--- start GIVEN RECORDS ---

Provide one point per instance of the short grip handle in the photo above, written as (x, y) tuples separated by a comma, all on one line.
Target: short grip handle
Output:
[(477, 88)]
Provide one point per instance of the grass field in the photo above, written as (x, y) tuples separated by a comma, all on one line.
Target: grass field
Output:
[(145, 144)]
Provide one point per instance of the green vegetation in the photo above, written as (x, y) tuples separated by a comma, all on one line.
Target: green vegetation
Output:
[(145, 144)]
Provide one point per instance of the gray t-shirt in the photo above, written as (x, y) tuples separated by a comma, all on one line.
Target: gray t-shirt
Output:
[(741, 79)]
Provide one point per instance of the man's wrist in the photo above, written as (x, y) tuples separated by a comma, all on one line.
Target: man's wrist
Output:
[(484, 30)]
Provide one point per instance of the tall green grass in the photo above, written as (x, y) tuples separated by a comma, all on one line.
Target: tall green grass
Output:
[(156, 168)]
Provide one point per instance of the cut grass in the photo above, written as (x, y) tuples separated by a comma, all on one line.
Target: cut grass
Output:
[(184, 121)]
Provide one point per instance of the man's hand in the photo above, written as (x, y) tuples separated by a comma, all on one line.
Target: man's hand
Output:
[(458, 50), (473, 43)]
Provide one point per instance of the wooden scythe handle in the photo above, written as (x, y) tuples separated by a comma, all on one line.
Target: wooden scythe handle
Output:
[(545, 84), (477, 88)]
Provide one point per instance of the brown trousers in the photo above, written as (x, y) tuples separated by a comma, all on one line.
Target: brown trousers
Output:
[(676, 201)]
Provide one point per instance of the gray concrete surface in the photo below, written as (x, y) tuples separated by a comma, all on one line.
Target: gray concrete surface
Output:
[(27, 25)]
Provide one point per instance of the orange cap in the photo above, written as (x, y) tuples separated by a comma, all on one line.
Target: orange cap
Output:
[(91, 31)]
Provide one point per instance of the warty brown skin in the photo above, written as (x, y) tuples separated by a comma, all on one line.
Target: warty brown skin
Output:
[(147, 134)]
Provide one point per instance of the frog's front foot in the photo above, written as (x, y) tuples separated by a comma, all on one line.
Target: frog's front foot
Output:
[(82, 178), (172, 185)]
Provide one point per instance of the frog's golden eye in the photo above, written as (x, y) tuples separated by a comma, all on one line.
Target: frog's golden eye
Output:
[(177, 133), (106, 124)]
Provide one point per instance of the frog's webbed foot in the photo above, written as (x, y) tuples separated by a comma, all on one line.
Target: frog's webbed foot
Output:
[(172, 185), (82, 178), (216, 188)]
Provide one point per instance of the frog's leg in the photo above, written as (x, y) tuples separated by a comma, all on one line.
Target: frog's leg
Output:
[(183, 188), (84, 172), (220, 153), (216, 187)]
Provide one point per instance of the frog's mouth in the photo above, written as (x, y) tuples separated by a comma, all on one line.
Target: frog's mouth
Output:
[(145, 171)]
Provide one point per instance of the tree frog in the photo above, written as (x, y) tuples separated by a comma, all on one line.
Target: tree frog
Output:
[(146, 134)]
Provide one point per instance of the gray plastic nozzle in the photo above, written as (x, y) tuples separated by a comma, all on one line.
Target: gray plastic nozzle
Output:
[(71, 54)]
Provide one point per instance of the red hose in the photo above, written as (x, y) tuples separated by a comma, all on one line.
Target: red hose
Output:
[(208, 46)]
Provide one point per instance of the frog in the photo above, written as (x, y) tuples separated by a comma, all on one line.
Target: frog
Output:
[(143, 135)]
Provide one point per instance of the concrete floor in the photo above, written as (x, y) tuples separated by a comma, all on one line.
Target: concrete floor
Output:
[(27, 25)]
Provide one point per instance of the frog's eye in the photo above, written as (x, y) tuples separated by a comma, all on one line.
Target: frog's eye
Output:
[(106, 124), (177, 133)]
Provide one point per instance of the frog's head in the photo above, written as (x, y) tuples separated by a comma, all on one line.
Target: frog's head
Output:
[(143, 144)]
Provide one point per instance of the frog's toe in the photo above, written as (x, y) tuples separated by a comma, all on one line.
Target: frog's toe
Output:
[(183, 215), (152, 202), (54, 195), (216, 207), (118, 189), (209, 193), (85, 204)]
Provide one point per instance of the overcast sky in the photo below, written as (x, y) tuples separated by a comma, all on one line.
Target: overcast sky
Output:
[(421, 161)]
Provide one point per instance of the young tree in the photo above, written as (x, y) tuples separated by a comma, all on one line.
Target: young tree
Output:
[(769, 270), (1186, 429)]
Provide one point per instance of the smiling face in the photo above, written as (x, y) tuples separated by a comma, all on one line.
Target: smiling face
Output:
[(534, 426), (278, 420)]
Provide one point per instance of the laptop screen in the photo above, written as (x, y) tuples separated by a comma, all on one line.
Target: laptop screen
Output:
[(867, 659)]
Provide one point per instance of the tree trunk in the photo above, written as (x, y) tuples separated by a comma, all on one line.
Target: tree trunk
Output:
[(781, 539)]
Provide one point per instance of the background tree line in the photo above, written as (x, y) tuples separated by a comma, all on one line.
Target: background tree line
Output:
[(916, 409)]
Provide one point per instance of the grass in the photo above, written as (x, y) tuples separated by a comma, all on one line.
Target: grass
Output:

--- end GIVEN RECORDS ---

WHAT TO PRODUCE: Swap "tuples" for "pairs" everywhere in the data above and reproduce every line with no other changes.

FULL RESPONSE:
Provide one point per instance of the short grip handle in the photo above, written as (x, y) pairs separated by a comma, all on one line.
Target: short grip handle
Output:
[(477, 88)]
Provide one point per instance of the grass field in the photo above, written as (x, y) pairs separated by a comma, all on one line.
Target: grass field
Output:
[(145, 144)]
Provide one point per instance of the green vegetation in the photo above, written as (x, y) pairs separated by a comma, all on one line.
Target: green vegetation
Output:
[(145, 144)]
Provide one point per instance of the gray t-shirt in the photo above, written as (x, y) pairs separated by a comma, all on one line.
Target: gray t-shirt
Output:
[(741, 79)]
Provide one point per instance of the man's wrist in the photo above, written as (x, y) pairs separated by a comma, all on one line.
Target: man's wrist
Output:
[(484, 30)]
Provide one point per instance of the tall green grass in the photo above, written as (x, y) pairs separated by a comma, all on one line.
Target: tall green grass
Output:
[(156, 168)]
Provide one point per instance of the cut grass in the photo above, written as (x, y) pairs separated by a comma, all on one line.
Target: cut grass
Output:
[(184, 121)]
Provide one point per instance of the man's hand in the photo above, written as (x, y) pairs separated by a comma, all on one line.
Target: man's hand
Output:
[(458, 50), (473, 43)]
Provide one point per instance of the wooden scythe handle in the photo above, written as (x, y) pairs separated by a comma, all on one line.
Target: wooden scythe handle
Output:
[(545, 84), (477, 88)]
Provide one point per instance of the brown trousers in the photo above, written as (x, y) pairs separated by a comma, all on one line.
Target: brown trousers
Output:
[(676, 201)]
Provide one point per instance of the gray concrete surface in the photo below, written as (x, y) pairs separated by a comma, all on one line.
Target: gray concrete surface
Output:
[(27, 25)]
Provide one point per instance of the orange cap in the photo above, written as (x, y) pairs separated by a comma, all on one line.
Target: orange cap
Output:
[(91, 31)]
Provide one point per instance of the warty brown skin in the photo above, written as (x, y) pairs separated by a comma, all on one line.
Target: warty brown skin
Output:
[(147, 134)]
Provide one point per instance of the frog's front foot in the photo above, written as (x, y) pairs separated by a comma, all on one line.
Target: frog's front foot
Output:
[(82, 178), (172, 185)]
Provide one point per instance of the frog's golden eye in the photo above, written as (x, y) pairs separated by a comma, all on one line.
Target: frog's golden eye
Output:
[(177, 133), (106, 124)]
Provide one point per instance of the frog's webbed foot in the photo above, written as (x, y) pairs separated by a comma, all on one line.
Target: frog's webbed foot
Output:
[(172, 185), (82, 178), (216, 188)]
Provide one point per instance of the frog's leg in the photo above, written as (x, y) pairs separated by a comma, all on one line.
Target: frog's leg
Output:
[(183, 188), (84, 172), (220, 153), (216, 187)]
Provide one point per instance of the frog's mouth in the photo above, written as (x, y) pairs separated by a comma, all on one line.
Target: frog's mouth
Output:
[(145, 171)]
Provide one point per instance of the tree frog in the photo above, written as (x, y) pairs separated by a comma, all on one line.
Target: tree frog
Output:
[(146, 134)]
Provide one point per instance of the gray plastic nozzle in the photo above, written as (x, y) pairs separated by a comma, all on one line.
Target: gray plastic nozzle
Output:
[(71, 54)]
Provide one point per instance of the red hose in the photo above, written as (x, y) pairs separated by a comma, all on one line.
Target: red hose
Output:
[(208, 46)]
Provide one point per instance of the frog in the photo above, written as (x, y) pairs separated by a comma, all on one line.
Target: frog
Output:
[(143, 135)]
Provide one point per instance of the concrete floor in the photo above, written as (x, y) pairs separated by a comma, all on one line.
Target: concrete floor
Output:
[(27, 25)]
Provide one point per instance of the frog's eye in the photo above, written as (x, y) pairs separated by a comma, all on one line.
Target: frog's eye
Output:
[(106, 124), (177, 133)]
Provide one point per instance of the frog's head in the photo above, written as (x, y) pairs separated by a comma, all on one line.
Target: frog's head
Output:
[(143, 144)]
Provide one point per instance of the frog's toe in the photo above, written as (x, y) pairs separated by a comma, all on one line.
Target: frog's toe
Output:
[(183, 215), (152, 202), (54, 195), (216, 207), (118, 189), (209, 193), (85, 204)]
Provide one point per instance of the overcast sky in the photo below, written as (x, y) pairs separated by a comma, all on one line.
Target: overcast sky
Output:
[(421, 161)]
Provide one point per instance of the young tree in the photo above, written as (x, y) pairs separated by a comma, all on one line.
Target: young tree
Output:
[(769, 270), (1186, 429)]
Provide one point per instance of the smiling face in the photo above, written as (x, y) pairs separated by a comma, all on one line.
Target: smiling face
Output:
[(534, 426), (278, 420)]
Provide one point per instance of the laptop screen in the photo above, written as (x, y) pairs separated by a comma, all on one line.
Target: laptop screen
Output:
[(867, 659)]
Provide one point per instance of the tree trunk in the photo above, written as (x, y) pairs separated by a comma, all on one line.
Target: tree trunk
Output:
[(781, 539)]
Provide one point per instance of the background tree line in the photo above, written as (x, y) pairs separated by a comma, all on one line.
Target: background tree line
Output:
[(916, 409)]
Provide one point per instance of the grass in the photo above, written as (x, y) pairs separated by a comma, all on one line.
Target: grass
Output:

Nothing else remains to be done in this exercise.